[Selected extract]
+++
So our Zapiro litmus test warns us of a malaise, a sickness in our environment. (Although our canary is anything but enfeebled). Not all is rosy in the state of the book and our dis-ease will not be soothed by endless rounds of encouraging religious platitudes and cookbook bestsellers proposing a revolution solely of the dietary variety.
The track, the terrain on which we operate is filled with hidden peril. In Johannesburg the media delight in reminding of the spectre of acid mine drainage. Corroding the foundations of the city, laden with toxic heavy metals and tinged with radioactivity it is a real, though not often visible, threat to those of us living in its vicinity. A super-villain with the power to bring down the city.
And it seems that in general the public is more interested in being scared by the toxicity of acid mine drainage than by the even more widespread menace of the looming State Protection of Information Bill.

The current methods of intimidation have been the extensive threat of defamation lawsuits. And it is an effective deterrent. ‘Discretion is the better part of valour’ is not a game changing war cry, but publishers regularly opt for the safer route, mindful that a court challenge issued by the state is likely to set one back a million rand before even setting foot in a court room. And that’s without the collateral damage of time and effort tied up in the business of defending oneself.
And which independent publisher can afford those kind of costs?
+++
[Extracted material]
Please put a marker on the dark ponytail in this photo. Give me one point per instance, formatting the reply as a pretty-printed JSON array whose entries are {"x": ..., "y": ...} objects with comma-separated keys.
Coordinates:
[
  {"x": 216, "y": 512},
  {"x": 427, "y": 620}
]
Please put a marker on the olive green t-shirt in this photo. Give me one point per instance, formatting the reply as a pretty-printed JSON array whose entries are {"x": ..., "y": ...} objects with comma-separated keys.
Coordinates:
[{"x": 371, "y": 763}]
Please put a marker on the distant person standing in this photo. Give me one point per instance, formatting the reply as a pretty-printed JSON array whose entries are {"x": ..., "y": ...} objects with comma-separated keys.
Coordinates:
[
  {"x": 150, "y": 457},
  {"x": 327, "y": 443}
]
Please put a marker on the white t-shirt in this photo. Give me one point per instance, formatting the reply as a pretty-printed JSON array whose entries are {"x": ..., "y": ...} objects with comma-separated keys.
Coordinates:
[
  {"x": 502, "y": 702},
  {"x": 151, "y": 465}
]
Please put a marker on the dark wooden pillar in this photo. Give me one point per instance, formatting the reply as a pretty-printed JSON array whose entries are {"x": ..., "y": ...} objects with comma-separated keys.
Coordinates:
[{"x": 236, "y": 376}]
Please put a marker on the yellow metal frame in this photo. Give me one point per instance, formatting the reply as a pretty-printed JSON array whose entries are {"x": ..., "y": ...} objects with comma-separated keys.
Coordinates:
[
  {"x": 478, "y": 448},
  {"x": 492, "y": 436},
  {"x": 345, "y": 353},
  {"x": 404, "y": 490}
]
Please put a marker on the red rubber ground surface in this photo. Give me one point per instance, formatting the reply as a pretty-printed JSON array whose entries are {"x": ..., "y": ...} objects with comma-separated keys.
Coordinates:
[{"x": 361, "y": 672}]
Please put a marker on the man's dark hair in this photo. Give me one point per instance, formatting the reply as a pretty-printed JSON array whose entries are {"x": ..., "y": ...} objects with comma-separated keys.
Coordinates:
+++
[Task instructions]
**1.** In the passage on threats to publishing, which three descriptive phrases about acid mine drainage appear in the sentence beginning "Corroding the foundations of the city" before the words "it is a real"?
**2.** Write what comes next in the passage on threats to publishing, starting after its final question.

[Answers to the tasks]
**1.**
- Corroding the foundations of the city
- Laden with toxic heavy metals
- Tinged with radioactivity

**2.**
Maggie Davey, in her 2010 Ruth First lecture tells the story of how Jacana didn’t publish the Evelyn Groenik’s book; Who killed Dulcie September? Citing huge legal threat, phone tapping and even a call from Pik Botha, previously Minister of Foreign Affairs, who solicitously whispered into the telephone, ‘The world is a very dangerous place my dear’. Despite winning the court case brought by some who wished to suppress the information in the book, Jacana could not sustain the ongoing legal costs, nor countenance the threats to staff.

Researchers into sensitive matters, the arms deal, the Marikana massacre, the National Prosecuting Authority among other hot topics, regularly report that their laptops have been stolen in suspiciously unusual ways, drop-boxes lose information and the menace seems deliberately evident.
The bill on the State Protection of Information is yet to be signed into law and opposition to its implementation remains high. It has been labelled the “secrecy bill” due to the severe restrictions it places on the freedom of information and the excessive penalties it imposes upon those who infringe the law. Any information that is deemed to be of “national interest”- a vague term that remains largely undefined- can be ‘protected’ under this bill, whether that information be a government document or files from a police investigation. And the sentence for publishing ‘protected’ information? 25 years in prison.

In a statement to mark International Press Freedom Day, South African National Editors’ Forum chairperson Mpumelelo Mkhabela said a public interest defence clause in the Bill would truly enhance the ability of media to assist in the fight against corruption. He urged the ANC and President Zuma in particular to send the Bill to the Constitutional Court for ratification before signing it into law.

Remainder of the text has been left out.